= Supplied passage =
<<<<

To start, let’s consider the World Health Organization’s “Optimal Mix of Services” pyramid. It’s a helpful visual to understand the approach to any health condition, not just mental health:
So, there are different levels of “care” that require different responses. The same pyramid could translate to physical health conditions. When folks have stomach issues like heartburn, most will turn to some sort of over the counter medication like antacids; they don’t rush to the emergency room. When the antacids don’t help, that’s typically when someone goes to their primary care provider.
Self-care for mental health
One of my colleagues who is a psychiatrist told me “What person doesn't feel better after going for a walk on a sunny day?” People should not be required to come to a psychotherapist to learn how to go for a walk to help their mood, informal supports can help with this (in the clinical world, we call behaviors like walks to help change our mood as "behavioral activation.”). There are many things that we can do to take care of ourselves, for instance like talking to a friend after a stressful argument with a partner, or pumping ourselves up with positive phrases before an upcoming work presentation. We have everyday resources (that we sometimes forget about) that can help with day-to-day stressors, and I don't think I need to go into self-care here because there are articles upon articles about informal ways to take care of yourself.

>>>>

= Information given =

<<<<

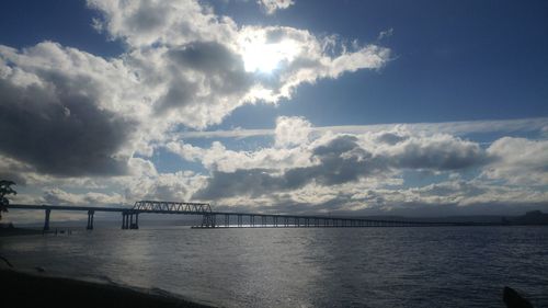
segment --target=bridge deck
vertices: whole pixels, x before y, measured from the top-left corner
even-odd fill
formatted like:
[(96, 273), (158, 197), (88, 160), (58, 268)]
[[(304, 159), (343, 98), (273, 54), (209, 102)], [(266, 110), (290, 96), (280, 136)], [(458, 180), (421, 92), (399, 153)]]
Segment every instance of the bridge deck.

>>>>

= Task instructions =
• 1. Which everyday actions does the mental health self-care passage give as ways people can look after their own mood or stress?
• 2. In the mental health self-care passage, what term does the clinical world use for behaviors like walks that help change our mood?

= Problem solutions =
• 1.
- Going for a walk on a sunny day
- Talking to a friend after a stressful argument with a partner
- Pumping ourselves up with positive phrases before an upcoming work presentation

• 2. Behavioral activation.